PROVIDED INFORMATION
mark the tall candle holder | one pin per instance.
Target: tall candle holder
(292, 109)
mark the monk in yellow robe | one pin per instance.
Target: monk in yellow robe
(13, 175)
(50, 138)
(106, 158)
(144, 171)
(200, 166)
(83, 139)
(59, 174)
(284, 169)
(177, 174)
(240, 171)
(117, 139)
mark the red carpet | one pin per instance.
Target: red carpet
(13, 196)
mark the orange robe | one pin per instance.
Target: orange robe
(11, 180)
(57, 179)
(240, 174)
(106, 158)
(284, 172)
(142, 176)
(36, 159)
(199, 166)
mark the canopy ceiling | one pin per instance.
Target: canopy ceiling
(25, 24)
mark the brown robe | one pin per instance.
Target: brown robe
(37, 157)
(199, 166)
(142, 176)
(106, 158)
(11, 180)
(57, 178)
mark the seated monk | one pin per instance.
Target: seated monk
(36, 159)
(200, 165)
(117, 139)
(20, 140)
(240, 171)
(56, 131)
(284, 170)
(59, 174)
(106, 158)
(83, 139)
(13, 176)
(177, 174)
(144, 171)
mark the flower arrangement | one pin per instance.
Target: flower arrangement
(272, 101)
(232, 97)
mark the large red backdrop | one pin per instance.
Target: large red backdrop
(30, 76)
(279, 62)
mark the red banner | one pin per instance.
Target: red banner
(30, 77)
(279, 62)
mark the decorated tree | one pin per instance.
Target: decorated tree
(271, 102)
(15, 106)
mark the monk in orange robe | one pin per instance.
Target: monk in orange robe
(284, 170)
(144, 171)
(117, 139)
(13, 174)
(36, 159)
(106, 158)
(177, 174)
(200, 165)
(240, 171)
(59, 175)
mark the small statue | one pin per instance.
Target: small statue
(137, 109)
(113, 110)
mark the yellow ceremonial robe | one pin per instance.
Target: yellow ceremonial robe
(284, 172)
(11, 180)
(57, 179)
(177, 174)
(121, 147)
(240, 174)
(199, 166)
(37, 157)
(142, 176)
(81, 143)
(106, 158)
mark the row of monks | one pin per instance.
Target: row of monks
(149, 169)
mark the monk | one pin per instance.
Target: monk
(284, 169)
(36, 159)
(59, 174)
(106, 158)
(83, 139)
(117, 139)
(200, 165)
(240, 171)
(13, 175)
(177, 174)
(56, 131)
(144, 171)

THE PROBLEM
Write out again, exactly, the lines from the one holding "Target: flower arrangement" through the end of the listing, with both ends included.

WORKED SOLUTION
Target: flower arrangement
(272, 101)
(232, 97)
mark the large red backdrop | one pin per instance.
Target: large red backdrop
(30, 76)
(279, 62)
mark the red banner | one pin per instance.
Target: red banner
(30, 77)
(279, 62)
mark the decorated tree | one pin per instance.
Target: decorated tree
(271, 102)
(15, 106)
mark the monk in orange robe | one pin per instance.
Target: monk in orange robe
(284, 170)
(144, 171)
(117, 139)
(13, 174)
(36, 159)
(106, 158)
(177, 174)
(200, 165)
(240, 171)
(59, 175)
mark the small statue | one pin per instance.
Target: small statue
(137, 109)
(113, 110)
mark the yellow ceremonial robe | one pin per instance.
Target: yellow ceremonial robe
(284, 172)
(11, 180)
(57, 179)
(177, 174)
(121, 147)
(240, 174)
(199, 166)
(37, 157)
(142, 176)
(81, 143)
(106, 158)
mark the row of monks | one pin per instance.
Target: row of monks
(149, 169)
mark the monk | one pin per instance.
Target: monk
(284, 169)
(36, 159)
(59, 174)
(106, 158)
(83, 139)
(117, 139)
(200, 165)
(240, 171)
(13, 175)
(177, 174)
(56, 131)
(144, 171)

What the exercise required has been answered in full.